Exercise objective:
Reproduce exactly the lines from the line containing "Expected: one point per instance of the tree trunk, each" through the end of the records below, including both ends, and nothing else.

Given data:

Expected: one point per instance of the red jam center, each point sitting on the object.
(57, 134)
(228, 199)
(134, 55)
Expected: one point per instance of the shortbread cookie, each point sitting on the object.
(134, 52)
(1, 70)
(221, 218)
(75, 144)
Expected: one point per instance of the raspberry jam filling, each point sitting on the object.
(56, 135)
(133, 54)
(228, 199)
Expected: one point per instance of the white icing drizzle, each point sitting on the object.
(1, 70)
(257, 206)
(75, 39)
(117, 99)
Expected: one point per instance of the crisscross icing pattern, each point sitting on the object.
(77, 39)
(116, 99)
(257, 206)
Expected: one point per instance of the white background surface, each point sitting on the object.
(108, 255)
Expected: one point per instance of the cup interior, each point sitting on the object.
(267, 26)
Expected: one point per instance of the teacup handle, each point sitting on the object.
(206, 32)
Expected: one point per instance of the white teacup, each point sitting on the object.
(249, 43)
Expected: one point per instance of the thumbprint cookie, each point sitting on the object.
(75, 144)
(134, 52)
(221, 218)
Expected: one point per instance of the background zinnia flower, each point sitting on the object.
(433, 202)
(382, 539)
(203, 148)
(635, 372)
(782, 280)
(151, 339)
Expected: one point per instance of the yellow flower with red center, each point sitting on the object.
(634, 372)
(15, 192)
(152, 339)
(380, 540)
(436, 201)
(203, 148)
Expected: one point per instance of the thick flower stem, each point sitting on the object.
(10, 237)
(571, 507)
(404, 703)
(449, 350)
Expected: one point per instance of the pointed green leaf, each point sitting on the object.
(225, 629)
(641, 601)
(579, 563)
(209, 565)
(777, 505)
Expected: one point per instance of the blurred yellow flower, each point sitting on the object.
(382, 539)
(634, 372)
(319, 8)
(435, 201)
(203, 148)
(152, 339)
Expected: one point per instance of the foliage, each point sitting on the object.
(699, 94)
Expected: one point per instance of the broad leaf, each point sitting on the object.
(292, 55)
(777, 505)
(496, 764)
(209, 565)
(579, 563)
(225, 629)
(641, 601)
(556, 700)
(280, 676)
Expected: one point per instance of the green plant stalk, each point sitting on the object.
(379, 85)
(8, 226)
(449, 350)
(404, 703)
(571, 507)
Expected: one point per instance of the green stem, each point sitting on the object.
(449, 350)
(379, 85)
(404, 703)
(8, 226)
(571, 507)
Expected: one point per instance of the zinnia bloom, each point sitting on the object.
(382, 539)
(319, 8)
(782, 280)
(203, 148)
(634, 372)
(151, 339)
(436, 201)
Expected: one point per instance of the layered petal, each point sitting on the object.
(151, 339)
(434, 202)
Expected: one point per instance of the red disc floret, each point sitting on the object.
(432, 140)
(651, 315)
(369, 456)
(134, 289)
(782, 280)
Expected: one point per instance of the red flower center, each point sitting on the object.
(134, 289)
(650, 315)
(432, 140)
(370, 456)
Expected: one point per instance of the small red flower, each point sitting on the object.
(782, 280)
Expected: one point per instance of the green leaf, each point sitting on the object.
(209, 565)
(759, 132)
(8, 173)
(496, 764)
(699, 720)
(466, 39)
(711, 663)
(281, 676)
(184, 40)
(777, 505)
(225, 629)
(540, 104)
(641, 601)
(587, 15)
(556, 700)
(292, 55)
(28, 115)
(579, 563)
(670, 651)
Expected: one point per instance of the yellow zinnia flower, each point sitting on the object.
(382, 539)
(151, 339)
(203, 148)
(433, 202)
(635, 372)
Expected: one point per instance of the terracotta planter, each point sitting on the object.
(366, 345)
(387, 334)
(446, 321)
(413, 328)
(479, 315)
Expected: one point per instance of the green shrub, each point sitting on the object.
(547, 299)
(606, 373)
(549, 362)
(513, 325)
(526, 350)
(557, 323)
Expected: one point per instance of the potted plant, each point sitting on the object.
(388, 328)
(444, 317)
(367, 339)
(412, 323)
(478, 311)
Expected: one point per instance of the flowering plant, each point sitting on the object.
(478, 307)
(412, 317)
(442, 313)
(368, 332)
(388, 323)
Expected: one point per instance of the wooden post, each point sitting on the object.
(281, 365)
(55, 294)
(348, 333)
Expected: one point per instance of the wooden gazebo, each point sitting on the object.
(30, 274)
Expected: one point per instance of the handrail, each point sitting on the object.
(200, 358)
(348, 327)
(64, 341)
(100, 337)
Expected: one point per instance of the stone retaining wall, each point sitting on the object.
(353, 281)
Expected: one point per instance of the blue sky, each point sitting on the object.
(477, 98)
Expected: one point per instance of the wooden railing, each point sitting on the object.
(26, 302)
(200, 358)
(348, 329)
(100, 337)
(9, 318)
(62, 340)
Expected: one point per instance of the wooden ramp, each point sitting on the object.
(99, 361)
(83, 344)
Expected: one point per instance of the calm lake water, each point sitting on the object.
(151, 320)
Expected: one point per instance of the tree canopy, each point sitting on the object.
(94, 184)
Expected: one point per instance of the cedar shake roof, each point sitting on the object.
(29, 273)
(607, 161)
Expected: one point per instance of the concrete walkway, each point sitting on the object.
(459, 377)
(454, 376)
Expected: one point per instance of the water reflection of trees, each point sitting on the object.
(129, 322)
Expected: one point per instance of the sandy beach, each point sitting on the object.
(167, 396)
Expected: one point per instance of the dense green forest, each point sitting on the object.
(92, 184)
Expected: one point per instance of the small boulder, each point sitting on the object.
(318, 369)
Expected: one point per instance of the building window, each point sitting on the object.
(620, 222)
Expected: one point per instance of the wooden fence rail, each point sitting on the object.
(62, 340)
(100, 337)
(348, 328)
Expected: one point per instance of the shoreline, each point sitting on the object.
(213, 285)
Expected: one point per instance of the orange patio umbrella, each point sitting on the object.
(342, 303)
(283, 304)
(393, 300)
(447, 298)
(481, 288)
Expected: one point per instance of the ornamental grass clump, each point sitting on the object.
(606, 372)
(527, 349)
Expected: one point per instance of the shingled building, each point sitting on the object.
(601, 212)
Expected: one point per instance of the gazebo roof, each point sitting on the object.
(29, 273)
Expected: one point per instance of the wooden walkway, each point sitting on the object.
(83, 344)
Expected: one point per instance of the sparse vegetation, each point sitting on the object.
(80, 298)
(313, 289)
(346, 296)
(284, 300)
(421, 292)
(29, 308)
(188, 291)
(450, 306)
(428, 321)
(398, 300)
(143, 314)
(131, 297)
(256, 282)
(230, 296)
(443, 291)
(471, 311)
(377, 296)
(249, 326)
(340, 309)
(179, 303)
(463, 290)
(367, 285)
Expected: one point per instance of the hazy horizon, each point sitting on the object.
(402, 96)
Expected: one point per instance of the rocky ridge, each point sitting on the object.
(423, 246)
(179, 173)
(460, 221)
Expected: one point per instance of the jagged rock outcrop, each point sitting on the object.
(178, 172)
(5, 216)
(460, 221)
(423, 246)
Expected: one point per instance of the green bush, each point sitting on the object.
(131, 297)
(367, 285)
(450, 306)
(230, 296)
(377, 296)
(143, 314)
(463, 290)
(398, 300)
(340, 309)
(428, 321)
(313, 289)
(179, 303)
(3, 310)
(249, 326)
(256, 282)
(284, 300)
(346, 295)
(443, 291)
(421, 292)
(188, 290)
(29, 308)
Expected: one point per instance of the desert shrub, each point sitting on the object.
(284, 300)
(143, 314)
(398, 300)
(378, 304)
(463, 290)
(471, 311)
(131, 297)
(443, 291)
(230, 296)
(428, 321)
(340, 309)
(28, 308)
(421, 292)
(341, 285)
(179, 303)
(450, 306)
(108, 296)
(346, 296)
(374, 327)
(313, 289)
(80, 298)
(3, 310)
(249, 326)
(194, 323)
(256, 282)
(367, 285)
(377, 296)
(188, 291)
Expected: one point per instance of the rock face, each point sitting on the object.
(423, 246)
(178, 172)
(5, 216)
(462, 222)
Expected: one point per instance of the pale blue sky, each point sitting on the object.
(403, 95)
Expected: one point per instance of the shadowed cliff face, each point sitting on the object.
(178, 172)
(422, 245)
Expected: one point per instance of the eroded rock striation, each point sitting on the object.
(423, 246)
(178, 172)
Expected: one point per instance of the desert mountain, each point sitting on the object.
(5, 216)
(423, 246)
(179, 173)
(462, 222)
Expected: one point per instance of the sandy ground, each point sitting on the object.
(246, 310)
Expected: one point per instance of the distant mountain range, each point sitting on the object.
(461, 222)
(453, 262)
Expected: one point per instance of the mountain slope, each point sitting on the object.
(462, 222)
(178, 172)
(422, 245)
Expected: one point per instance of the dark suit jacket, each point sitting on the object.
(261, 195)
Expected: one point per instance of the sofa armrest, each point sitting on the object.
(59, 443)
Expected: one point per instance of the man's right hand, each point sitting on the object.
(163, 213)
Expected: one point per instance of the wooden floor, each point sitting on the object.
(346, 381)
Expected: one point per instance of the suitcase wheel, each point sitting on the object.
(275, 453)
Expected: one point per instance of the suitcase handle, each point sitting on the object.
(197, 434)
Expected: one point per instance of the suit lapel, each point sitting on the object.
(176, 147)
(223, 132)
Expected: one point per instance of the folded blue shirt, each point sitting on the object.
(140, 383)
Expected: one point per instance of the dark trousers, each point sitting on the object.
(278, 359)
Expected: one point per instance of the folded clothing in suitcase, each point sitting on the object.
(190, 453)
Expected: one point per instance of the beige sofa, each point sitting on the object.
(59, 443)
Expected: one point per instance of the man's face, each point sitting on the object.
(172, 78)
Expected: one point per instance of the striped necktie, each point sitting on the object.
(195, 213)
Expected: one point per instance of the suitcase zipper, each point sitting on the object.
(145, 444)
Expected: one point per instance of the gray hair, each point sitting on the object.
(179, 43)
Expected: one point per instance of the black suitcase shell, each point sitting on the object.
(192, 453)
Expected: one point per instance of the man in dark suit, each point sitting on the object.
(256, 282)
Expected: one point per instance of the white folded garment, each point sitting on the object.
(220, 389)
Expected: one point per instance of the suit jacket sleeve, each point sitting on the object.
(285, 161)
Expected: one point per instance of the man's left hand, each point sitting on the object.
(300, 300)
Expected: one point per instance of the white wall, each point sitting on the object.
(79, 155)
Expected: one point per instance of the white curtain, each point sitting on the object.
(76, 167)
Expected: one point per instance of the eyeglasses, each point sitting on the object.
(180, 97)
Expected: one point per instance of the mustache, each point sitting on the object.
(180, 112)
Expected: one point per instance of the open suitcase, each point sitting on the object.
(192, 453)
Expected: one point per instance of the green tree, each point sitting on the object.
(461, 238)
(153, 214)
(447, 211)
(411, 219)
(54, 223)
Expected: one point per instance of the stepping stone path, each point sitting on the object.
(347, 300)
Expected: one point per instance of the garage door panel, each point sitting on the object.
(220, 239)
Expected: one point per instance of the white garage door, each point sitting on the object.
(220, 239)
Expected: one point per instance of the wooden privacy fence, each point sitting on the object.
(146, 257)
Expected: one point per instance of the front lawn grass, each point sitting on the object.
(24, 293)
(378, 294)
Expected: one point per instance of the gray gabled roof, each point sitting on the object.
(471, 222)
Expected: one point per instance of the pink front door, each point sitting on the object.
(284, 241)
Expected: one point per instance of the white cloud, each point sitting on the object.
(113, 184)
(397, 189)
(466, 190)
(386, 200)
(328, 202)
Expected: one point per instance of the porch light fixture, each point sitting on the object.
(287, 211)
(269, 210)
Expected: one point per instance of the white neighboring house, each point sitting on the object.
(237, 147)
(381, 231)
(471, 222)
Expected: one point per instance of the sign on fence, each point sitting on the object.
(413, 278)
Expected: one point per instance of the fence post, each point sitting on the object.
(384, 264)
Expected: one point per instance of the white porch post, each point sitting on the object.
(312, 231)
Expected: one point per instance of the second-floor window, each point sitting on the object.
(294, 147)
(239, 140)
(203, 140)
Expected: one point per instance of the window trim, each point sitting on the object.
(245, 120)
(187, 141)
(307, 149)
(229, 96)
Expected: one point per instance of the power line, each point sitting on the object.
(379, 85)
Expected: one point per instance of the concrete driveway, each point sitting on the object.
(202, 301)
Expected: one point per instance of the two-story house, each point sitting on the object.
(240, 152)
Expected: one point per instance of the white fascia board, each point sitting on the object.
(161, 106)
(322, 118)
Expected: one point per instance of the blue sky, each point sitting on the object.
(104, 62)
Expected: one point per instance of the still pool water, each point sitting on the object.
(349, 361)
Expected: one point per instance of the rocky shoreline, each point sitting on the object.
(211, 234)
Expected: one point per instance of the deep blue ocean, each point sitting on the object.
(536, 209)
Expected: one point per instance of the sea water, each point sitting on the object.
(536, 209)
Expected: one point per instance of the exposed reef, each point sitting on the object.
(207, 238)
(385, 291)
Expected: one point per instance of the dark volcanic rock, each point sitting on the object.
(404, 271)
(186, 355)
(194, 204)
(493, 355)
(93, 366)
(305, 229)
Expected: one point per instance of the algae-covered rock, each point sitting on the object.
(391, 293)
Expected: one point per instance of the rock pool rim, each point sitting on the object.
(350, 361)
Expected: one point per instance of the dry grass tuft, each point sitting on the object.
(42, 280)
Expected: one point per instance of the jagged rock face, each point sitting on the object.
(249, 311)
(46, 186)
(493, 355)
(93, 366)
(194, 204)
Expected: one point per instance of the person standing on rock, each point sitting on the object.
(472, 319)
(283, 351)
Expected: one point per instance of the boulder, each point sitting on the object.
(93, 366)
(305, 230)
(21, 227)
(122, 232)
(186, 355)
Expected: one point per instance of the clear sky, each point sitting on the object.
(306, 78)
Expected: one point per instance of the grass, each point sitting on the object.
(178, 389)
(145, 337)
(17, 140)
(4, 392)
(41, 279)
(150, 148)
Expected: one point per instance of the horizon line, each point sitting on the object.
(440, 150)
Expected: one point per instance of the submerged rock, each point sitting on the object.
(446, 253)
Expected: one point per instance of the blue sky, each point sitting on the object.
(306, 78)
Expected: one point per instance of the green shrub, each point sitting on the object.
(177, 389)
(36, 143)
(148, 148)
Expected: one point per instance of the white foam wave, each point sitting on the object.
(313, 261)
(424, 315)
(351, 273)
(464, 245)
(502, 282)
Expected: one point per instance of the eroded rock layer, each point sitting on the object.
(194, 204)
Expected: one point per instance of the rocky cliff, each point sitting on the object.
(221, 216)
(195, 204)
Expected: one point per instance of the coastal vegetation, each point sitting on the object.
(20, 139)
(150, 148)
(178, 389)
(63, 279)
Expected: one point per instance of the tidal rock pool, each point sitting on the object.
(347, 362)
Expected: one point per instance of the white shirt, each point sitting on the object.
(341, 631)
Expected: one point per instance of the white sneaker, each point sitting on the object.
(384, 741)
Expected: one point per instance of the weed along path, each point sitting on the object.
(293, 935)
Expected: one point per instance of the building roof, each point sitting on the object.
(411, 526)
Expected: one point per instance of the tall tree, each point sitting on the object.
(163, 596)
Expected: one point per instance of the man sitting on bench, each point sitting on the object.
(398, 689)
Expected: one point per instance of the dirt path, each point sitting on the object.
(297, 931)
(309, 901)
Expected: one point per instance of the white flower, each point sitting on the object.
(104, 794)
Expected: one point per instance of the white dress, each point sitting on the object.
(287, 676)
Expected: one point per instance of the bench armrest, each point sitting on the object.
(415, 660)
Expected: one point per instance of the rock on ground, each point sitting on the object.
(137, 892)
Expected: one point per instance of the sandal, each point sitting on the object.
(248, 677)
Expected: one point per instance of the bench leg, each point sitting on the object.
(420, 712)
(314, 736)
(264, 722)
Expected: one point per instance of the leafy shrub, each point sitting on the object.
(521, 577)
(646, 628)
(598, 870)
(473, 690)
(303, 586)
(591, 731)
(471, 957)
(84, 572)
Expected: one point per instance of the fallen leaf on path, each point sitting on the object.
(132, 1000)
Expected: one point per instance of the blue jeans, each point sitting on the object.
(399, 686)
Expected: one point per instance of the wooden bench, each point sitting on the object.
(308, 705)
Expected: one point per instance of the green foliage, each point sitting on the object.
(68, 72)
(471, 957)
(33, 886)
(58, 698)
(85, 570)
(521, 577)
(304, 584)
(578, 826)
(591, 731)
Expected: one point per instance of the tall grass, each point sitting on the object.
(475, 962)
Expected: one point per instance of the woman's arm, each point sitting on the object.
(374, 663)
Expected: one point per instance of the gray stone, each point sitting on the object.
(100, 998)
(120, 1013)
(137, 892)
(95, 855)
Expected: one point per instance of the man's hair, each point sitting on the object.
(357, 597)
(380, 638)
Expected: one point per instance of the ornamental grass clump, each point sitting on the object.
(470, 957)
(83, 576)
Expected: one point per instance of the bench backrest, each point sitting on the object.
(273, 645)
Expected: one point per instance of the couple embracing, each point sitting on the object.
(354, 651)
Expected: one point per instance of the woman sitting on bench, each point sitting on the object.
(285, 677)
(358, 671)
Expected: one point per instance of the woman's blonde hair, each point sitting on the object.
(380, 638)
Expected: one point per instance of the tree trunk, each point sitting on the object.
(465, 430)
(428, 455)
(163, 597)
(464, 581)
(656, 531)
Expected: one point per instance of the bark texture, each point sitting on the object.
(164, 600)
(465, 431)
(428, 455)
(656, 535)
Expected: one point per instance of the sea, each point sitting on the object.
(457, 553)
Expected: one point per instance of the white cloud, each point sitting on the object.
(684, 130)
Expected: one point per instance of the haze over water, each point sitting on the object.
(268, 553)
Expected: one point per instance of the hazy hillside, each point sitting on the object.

Problem solution:
Expected: one point per instance of the tree trunk, each point sitting on the object.
(465, 430)
(428, 455)
(163, 597)
(464, 581)
(656, 531)
Expected: one point per instance of the bark texture, each point sitting on the object.
(164, 600)
(465, 431)
(428, 455)
(656, 535)
Expected: one point per instance of the sea, each point sitting on the object.
(457, 553)
Expected: one point per instance of the white cloud, each point sitting on the object.
(684, 130)
Expected: one point per instance of the haze over water, each point sitting on the object.
(268, 553)
Expected: one point per instance of the hazy hillside, each point sitting on the object.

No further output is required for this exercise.